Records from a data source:
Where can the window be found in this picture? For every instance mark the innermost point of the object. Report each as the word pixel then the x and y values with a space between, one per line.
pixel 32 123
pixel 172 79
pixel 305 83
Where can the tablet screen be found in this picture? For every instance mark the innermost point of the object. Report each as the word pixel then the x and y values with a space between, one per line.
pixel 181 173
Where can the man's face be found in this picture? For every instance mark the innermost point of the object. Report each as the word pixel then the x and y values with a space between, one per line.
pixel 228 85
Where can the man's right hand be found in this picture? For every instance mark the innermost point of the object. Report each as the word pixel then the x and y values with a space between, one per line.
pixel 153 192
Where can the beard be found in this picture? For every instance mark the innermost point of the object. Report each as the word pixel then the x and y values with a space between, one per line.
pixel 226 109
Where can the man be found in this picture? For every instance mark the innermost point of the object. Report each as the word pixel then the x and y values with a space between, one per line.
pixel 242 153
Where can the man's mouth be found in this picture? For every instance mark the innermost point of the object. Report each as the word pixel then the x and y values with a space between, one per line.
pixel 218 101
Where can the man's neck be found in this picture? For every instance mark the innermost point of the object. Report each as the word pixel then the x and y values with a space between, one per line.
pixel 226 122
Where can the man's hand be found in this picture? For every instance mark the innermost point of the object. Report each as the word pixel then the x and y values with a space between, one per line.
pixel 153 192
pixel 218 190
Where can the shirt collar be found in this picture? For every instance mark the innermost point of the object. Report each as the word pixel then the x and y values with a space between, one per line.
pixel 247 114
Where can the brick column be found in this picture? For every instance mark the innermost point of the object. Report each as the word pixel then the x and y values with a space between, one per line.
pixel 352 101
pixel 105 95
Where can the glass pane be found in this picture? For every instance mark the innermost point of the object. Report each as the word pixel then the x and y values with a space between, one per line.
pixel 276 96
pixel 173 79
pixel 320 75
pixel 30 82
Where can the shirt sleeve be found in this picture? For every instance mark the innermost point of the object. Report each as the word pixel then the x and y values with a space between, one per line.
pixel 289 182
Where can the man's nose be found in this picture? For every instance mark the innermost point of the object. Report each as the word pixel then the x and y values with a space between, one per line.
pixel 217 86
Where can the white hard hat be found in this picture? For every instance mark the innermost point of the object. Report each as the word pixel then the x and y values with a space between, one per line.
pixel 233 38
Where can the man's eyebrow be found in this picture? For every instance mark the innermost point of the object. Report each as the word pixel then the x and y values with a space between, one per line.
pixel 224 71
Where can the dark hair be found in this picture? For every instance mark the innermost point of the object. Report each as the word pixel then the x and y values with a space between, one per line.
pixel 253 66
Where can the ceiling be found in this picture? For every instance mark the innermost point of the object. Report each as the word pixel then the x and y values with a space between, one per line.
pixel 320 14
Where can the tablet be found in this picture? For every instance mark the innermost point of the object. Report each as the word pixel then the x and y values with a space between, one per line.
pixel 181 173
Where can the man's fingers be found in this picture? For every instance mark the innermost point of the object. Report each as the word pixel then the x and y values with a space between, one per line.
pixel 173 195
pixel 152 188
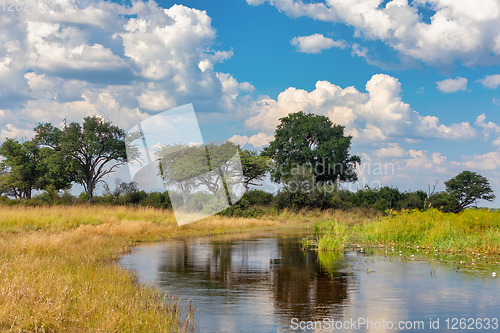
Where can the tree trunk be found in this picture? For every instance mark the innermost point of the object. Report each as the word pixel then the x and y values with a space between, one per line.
pixel 90 192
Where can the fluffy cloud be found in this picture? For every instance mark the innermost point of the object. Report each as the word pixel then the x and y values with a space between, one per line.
pixel 457 30
pixel 491 81
pixel 452 85
pixel 489 161
pixel 393 150
pixel 315 43
pixel 257 140
pixel 377 115
pixel 121 62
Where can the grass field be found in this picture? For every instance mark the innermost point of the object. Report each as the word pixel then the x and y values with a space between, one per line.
pixel 59 272
pixel 472 230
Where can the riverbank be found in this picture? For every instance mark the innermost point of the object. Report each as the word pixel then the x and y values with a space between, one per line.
pixel 58 267
pixel 471 231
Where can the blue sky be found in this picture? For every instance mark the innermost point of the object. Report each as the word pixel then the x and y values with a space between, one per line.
pixel 416 83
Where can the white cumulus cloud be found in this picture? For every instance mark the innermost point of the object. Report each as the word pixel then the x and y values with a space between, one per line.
pixel 316 43
pixel 452 85
pixel 466 31
pixel 491 81
pixel 377 115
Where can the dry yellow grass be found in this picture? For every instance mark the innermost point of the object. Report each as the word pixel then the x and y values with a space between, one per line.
pixel 58 270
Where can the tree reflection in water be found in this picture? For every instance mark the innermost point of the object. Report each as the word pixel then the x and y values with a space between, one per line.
pixel 298 283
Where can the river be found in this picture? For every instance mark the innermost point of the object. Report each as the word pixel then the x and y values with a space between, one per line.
pixel 265 282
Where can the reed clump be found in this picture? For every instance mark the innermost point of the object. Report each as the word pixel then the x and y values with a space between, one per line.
pixel 473 230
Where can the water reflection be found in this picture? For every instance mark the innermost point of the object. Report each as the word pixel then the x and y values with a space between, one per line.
pixel 259 282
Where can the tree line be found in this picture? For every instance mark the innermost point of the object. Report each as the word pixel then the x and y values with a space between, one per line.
pixel 309 156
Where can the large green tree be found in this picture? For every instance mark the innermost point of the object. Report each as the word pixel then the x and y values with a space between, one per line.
pixel 467 188
pixel 96 148
pixel 26 167
pixel 189 167
pixel 255 168
pixel 315 142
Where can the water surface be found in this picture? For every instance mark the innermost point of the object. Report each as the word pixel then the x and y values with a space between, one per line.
pixel 265 282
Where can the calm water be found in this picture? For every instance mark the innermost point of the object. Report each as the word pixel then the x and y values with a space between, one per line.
pixel 265 283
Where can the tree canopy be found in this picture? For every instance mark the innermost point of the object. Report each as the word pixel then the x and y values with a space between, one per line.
pixel 26 167
pixel 95 148
pixel 314 141
pixel 467 188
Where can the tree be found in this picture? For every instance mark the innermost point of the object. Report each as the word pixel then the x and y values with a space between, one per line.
pixel 27 166
pixel 314 141
pixel 95 149
pixel 191 168
pixel 255 167
pixel 467 188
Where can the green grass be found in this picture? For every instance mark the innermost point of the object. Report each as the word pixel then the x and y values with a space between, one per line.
pixel 470 231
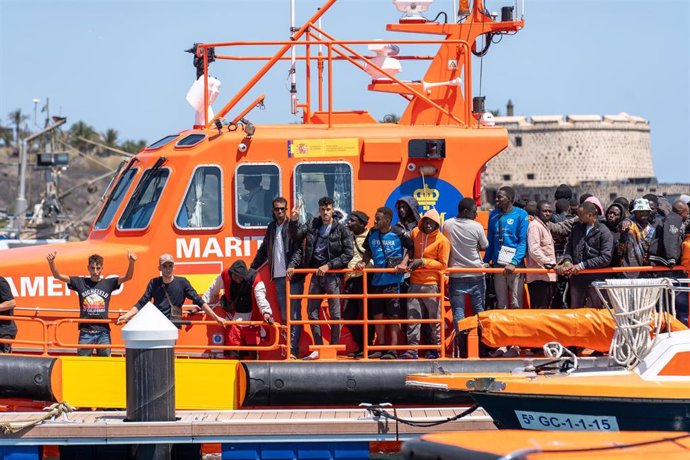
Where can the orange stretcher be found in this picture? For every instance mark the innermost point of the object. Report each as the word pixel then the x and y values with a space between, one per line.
pixel 582 327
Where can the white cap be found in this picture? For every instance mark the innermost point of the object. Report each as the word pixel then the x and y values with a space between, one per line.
pixel 641 204
pixel 149 329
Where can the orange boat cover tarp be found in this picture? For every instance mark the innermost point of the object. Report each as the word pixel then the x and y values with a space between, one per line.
pixel 582 327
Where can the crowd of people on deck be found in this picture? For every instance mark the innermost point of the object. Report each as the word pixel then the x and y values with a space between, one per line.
pixel 564 236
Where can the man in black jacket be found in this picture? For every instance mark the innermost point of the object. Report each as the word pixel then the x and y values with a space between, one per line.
pixel 589 245
pixel 665 249
pixel 283 255
pixel 328 246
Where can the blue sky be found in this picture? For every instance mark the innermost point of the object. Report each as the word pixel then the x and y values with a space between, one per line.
pixel 120 65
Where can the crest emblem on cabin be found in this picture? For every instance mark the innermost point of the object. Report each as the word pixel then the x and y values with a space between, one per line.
pixel 426 197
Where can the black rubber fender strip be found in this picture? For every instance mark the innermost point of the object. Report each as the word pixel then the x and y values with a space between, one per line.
pixel 26 377
pixel 313 383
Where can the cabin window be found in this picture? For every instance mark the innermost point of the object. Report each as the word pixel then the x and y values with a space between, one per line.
pixel 161 142
pixel 190 141
pixel 202 207
pixel 114 199
pixel 256 185
pixel 143 203
pixel 315 180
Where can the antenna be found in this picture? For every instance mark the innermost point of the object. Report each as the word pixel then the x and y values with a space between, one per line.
pixel 293 62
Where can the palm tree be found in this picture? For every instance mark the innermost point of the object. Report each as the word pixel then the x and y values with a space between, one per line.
pixel 17 118
pixel 6 136
pixel 82 130
pixel 109 137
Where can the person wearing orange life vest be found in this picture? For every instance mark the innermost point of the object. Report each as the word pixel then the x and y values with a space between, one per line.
pixel 246 297
pixel 431 251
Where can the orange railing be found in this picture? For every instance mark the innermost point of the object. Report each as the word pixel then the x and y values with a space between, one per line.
pixel 46 344
pixel 365 322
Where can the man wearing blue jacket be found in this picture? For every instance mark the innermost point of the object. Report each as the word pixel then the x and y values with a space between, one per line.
pixel 507 248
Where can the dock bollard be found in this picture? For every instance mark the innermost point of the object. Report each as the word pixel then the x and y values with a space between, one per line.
pixel 150 373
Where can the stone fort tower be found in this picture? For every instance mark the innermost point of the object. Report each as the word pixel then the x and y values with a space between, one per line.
pixel 547 150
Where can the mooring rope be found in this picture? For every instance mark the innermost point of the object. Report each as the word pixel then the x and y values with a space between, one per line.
pixel 53 411
pixel 377 411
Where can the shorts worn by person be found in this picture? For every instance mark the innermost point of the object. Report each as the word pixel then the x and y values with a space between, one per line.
pixel 8 328
pixel 94 293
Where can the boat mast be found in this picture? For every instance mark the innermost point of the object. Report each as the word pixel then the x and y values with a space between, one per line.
pixel 293 62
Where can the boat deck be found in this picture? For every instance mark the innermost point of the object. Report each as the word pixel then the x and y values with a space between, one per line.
pixel 266 425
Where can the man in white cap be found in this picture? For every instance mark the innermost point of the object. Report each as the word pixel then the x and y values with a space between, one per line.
pixel 168 293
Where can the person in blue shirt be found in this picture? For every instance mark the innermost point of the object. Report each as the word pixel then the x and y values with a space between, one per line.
pixel 507 248
pixel 388 247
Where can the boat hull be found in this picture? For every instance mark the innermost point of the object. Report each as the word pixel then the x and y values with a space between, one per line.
pixel 542 412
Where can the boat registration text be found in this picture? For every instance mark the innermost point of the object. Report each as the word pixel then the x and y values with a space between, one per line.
pixel 565 422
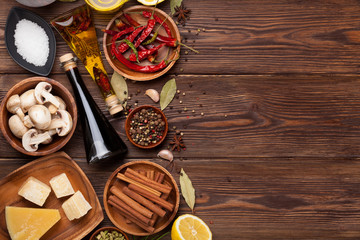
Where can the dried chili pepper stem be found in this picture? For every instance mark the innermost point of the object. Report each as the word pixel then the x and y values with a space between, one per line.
pixel 152 39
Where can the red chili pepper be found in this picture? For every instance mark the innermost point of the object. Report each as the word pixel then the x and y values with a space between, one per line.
pixel 152 57
pixel 149 27
pixel 158 20
pixel 102 80
pixel 144 53
pixel 120 24
pixel 123 32
pixel 131 20
pixel 119 34
pixel 110 32
pixel 123 46
pixel 135 67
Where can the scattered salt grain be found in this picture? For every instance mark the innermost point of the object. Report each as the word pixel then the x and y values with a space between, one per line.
pixel 32 42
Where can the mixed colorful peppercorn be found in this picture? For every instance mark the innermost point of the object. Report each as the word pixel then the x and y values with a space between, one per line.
pixel 147 127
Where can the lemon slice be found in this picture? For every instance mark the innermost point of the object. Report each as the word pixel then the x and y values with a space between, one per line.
pixel 190 227
pixel 150 2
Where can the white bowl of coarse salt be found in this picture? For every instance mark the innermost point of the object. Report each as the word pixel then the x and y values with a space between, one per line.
pixel 30 41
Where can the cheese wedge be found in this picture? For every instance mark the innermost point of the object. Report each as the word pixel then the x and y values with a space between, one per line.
pixel 76 206
pixel 61 186
pixel 29 223
pixel 35 191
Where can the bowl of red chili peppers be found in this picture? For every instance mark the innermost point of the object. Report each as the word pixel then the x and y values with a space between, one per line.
pixel 141 43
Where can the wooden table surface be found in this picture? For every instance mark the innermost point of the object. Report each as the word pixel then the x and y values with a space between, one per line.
pixel 276 154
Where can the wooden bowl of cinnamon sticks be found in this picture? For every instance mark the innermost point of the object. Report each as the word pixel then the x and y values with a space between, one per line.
pixel 141 198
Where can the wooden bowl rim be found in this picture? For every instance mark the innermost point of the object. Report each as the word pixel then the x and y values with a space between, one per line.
pixel 108 228
pixel 127 126
pixel 63 140
pixel 148 76
pixel 157 166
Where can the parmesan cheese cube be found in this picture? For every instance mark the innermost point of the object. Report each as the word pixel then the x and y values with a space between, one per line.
pixel 76 206
pixel 35 191
pixel 61 186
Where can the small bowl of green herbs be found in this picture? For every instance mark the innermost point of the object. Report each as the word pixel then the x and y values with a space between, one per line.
pixel 109 233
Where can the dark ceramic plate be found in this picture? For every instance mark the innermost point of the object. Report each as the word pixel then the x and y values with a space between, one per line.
pixel 16 14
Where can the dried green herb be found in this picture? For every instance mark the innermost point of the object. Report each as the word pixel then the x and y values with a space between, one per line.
pixel 174 4
pixel 120 87
pixel 187 189
pixel 167 93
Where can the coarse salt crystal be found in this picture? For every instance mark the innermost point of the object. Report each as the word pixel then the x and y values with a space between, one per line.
pixel 32 42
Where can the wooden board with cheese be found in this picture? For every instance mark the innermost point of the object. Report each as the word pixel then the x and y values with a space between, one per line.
pixel 44 170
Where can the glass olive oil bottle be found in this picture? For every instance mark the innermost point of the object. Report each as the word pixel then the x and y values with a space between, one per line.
pixel 101 140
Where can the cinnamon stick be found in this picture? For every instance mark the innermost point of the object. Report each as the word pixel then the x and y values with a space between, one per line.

YOUR INSTRUCTIONS: Only these are to be transcribed: the line with "Where can the dried green" and every line after it through the last line of the entries, each exactly.

SOLUTION:
Where can the dried green herb be found in this picture? For every instance mark the innermost point of the object. Report each as the word pixel then the x and y values with a space between, one per line.
pixel 174 4
pixel 120 87
pixel 187 189
pixel 167 93
Where can the coarse salt crystal be found in this picture? For every instance mark the innermost point of the object. Report each as the word pixel then the x and y values with a space between, one per line.
pixel 32 42
Where can the wooden board with cheese be found in this picture? For every instance mark the innermost point of the object. Report each as the word pixel then the x and y values with a space between, one per line.
pixel 44 170
Where can the glass olive oil bottle be found in this picture? For every instance mark the innermost point of the object. Report each as the word pixel then the x and y values with a space between, one per line.
pixel 101 140
Where can the cinnamon stick be found in this picture? For every instance mark the innermost point of the object. Report each as the word pixel then the x and y values with a space between, one per line.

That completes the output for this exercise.